Text under study:
The school years are a time of great knowledge expansion and social exploration. This is dependent upon the smooth interactive functioning of the eyes, ears, hands, heart and body. It is fraught with social and academic challenges, and success relies on many factors. An extensive, well established neural network system that allows the child to access all the parts of his brain is essential to realize full developmental potential.
When Things Go Wrong
This is the time when most developmental delays or problems become painfully evident. The increasingly intense demands of near work at ever earlier ages is challenging the natural developmental timeline of our children's central nervous systems. “But she was fine until she went to school!” or “I didn't know he couldn't see!” are frequent refrains. Some problems are easily solved. The child just needed reading glasses, or a more relaxed home schedule. But usually by this time the difficulty requires more intervention and creative problem solving. Conventional special education plans are sufficient for many children to “get by” or even do much better. But to fully reach developmental potential it usually requires a closer look at neurology, injury, and the emotional intelligence of the right brain and brainstem.

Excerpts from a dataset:
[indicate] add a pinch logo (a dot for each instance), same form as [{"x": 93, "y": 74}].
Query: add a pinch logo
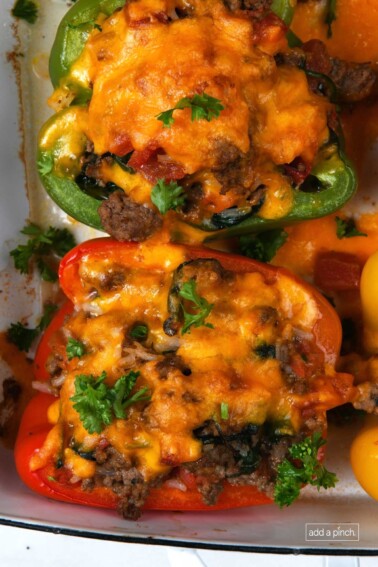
[{"x": 332, "y": 532}]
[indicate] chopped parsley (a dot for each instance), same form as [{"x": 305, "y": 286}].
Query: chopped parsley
[
  {"x": 224, "y": 411},
  {"x": 330, "y": 15},
  {"x": 264, "y": 246},
  {"x": 88, "y": 24},
  {"x": 166, "y": 196},
  {"x": 98, "y": 404},
  {"x": 346, "y": 228},
  {"x": 201, "y": 307},
  {"x": 203, "y": 106},
  {"x": 25, "y": 10},
  {"x": 23, "y": 336},
  {"x": 42, "y": 244},
  {"x": 302, "y": 468},
  {"x": 75, "y": 349}
]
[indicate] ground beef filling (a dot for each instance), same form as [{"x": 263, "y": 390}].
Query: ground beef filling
[
  {"x": 124, "y": 479},
  {"x": 353, "y": 81},
  {"x": 126, "y": 220},
  {"x": 241, "y": 458}
]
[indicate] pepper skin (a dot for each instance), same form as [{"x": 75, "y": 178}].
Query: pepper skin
[
  {"x": 329, "y": 180},
  {"x": 52, "y": 481}
]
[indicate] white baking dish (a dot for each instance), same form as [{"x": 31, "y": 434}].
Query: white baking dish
[{"x": 263, "y": 528}]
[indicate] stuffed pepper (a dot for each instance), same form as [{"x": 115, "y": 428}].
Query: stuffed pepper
[
  {"x": 181, "y": 378},
  {"x": 173, "y": 114}
]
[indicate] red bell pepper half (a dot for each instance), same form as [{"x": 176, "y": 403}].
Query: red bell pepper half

Your instructions: Copy out the passage about the school years word for word, starting with "When Things Go" and going on through "brain and brainstem.".

Problem solution:
When Things Go Wrong
This is the time when most developmental delays or problems become painfully evident. The increasingly intense demands of near work at ever earlier ages is challenging the natural developmental timeline of our children's central nervous systems. “But she was fine until she went to school!” or “I didn't know he couldn't see!” are frequent refrains. Some problems are easily solved. The child just needed reading glasses, or a more relaxed home schedule. But usually by this time the difficulty requires more intervention and creative problem solving. Conventional special education plans are sufficient for many children to “get by” or even do much better. But to fully reach developmental potential it usually requires a closer look at neurology, injury, and the emotional intelligence of the right brain and brainstem.